* start LISTED RECORDS *

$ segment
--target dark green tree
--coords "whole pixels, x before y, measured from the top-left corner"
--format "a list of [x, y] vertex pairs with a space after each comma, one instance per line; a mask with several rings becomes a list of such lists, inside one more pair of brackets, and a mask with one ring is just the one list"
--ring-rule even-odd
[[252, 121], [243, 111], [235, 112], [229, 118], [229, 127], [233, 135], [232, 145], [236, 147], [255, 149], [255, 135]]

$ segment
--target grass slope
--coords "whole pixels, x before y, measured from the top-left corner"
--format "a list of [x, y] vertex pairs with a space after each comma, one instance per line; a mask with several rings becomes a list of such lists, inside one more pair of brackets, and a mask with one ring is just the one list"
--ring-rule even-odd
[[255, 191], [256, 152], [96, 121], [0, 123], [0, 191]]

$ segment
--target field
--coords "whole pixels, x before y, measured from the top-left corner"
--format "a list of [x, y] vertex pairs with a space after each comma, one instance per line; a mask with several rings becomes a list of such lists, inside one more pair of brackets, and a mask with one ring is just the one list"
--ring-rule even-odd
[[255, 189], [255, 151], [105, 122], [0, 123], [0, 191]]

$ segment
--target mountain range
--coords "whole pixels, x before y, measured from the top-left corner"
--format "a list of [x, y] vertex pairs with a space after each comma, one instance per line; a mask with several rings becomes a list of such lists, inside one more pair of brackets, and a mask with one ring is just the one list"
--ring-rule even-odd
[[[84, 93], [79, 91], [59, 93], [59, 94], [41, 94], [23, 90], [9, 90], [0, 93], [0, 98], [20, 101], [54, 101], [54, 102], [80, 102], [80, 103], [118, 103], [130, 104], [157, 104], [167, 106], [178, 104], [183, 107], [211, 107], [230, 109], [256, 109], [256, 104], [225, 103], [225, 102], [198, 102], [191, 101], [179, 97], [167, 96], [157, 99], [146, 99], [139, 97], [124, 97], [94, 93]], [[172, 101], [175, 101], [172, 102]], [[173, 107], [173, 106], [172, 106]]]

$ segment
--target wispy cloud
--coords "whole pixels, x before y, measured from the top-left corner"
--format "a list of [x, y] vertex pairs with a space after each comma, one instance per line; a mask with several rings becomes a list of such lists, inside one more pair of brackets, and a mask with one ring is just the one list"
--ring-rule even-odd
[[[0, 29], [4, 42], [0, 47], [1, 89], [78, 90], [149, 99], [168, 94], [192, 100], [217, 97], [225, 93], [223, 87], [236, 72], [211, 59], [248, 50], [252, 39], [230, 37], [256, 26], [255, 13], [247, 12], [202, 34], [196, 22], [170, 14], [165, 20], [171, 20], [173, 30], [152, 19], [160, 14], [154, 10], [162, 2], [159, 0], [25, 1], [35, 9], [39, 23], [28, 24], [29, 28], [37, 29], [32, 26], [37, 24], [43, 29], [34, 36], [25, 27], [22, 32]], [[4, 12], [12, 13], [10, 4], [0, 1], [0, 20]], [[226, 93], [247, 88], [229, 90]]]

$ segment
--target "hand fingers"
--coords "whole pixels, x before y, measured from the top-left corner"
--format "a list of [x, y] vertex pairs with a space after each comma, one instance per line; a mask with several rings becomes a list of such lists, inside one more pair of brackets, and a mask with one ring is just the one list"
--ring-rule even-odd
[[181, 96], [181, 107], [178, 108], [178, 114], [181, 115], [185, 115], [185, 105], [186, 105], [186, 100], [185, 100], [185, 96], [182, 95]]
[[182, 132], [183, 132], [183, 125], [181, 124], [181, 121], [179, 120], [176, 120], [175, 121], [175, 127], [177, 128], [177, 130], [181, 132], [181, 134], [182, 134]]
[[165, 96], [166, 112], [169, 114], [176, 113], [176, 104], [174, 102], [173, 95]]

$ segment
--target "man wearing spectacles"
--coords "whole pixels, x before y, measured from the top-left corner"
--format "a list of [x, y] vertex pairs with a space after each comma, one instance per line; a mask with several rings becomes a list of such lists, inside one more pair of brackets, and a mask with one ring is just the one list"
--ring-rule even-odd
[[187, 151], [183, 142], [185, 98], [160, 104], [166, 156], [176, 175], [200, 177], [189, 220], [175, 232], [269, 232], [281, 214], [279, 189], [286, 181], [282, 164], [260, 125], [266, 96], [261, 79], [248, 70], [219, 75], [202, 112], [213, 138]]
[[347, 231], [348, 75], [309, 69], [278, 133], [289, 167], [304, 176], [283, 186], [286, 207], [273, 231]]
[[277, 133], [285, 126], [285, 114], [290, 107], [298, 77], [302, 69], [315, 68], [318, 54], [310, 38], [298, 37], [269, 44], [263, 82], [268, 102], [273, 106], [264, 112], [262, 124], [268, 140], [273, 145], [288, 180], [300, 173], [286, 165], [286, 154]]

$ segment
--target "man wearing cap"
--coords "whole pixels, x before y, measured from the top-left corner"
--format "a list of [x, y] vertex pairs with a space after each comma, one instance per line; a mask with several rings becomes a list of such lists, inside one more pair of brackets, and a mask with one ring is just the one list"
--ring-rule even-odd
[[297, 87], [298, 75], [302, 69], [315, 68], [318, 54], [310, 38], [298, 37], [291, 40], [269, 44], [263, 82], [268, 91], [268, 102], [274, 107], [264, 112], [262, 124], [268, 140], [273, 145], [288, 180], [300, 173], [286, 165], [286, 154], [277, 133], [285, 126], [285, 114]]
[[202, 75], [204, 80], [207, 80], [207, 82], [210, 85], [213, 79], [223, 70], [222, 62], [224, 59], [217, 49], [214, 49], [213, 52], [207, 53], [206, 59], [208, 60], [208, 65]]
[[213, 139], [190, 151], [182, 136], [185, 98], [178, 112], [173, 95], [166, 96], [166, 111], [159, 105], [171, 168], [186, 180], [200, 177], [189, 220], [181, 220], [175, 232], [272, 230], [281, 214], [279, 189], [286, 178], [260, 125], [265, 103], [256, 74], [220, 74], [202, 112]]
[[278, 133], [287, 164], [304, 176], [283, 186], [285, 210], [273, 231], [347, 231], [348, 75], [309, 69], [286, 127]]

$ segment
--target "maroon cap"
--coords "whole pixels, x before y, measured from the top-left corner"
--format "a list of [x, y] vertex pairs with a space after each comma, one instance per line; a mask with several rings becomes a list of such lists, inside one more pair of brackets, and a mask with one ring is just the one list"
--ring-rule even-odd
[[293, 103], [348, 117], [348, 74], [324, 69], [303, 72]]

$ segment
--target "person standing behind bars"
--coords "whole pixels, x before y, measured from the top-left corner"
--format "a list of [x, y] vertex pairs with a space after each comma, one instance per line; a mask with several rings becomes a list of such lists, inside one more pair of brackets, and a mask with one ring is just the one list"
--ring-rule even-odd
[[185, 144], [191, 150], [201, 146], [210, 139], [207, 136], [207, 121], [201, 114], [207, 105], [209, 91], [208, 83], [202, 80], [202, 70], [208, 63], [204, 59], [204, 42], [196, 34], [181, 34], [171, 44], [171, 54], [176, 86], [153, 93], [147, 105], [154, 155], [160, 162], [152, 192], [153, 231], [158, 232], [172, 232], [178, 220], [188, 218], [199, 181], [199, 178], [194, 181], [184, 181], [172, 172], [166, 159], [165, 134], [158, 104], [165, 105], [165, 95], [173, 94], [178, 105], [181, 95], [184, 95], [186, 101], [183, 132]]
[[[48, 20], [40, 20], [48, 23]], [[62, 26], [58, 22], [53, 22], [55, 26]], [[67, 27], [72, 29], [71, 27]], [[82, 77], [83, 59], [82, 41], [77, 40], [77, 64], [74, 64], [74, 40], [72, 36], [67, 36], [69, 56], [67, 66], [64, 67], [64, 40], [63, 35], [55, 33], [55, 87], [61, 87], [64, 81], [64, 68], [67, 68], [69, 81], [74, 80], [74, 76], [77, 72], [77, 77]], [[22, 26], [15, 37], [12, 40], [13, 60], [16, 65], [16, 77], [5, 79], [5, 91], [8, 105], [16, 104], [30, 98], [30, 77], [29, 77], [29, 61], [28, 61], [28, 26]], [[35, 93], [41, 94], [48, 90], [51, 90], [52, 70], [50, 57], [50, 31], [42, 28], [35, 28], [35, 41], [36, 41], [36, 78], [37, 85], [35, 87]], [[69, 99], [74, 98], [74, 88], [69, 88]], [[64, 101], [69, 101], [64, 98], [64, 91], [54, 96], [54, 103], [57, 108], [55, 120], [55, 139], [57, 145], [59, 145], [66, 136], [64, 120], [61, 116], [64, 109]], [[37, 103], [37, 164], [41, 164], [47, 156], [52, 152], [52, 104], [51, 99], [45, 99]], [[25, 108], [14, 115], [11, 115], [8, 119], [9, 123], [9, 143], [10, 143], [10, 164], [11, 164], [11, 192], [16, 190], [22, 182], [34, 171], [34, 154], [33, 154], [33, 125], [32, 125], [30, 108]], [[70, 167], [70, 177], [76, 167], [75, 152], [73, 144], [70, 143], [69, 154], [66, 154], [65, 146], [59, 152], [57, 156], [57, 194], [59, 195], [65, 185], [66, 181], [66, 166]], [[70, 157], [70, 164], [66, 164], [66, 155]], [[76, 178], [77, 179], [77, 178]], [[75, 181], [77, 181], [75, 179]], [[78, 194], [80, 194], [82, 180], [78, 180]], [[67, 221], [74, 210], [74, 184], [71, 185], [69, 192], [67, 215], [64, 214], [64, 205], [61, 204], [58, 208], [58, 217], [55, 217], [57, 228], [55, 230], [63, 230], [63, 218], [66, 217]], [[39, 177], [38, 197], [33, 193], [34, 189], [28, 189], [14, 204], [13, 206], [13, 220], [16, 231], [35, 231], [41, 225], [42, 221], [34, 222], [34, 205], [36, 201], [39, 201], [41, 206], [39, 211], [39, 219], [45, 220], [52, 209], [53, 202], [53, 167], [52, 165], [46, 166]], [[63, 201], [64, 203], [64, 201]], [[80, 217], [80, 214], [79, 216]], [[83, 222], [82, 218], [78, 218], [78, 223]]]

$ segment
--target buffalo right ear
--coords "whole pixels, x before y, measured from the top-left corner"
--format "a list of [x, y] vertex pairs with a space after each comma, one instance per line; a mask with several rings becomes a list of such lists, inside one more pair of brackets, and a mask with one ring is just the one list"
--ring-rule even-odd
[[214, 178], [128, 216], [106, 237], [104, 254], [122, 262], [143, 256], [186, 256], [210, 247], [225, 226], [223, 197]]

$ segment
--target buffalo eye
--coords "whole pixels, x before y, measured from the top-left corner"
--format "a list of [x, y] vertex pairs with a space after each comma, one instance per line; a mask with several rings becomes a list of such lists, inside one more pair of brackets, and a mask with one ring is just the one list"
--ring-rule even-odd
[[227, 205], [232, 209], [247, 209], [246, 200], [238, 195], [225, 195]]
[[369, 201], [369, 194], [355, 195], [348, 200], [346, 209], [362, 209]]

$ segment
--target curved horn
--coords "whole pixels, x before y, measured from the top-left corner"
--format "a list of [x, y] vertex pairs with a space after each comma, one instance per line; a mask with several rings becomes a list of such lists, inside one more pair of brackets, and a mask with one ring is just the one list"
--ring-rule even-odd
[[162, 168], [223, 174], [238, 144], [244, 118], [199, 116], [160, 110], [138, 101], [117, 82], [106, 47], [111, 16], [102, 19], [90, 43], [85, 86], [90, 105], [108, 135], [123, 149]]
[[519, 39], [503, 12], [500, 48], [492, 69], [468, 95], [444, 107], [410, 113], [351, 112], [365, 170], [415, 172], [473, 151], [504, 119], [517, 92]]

* end LISTED RECORDS *

#### GOAL OF THE EXERCISE:
Locate every line of the listing above that contains the word "buffalo", and copy each of those lines.

#### FINAL RESULT:
--target buffalo right ear
--target buffalo eye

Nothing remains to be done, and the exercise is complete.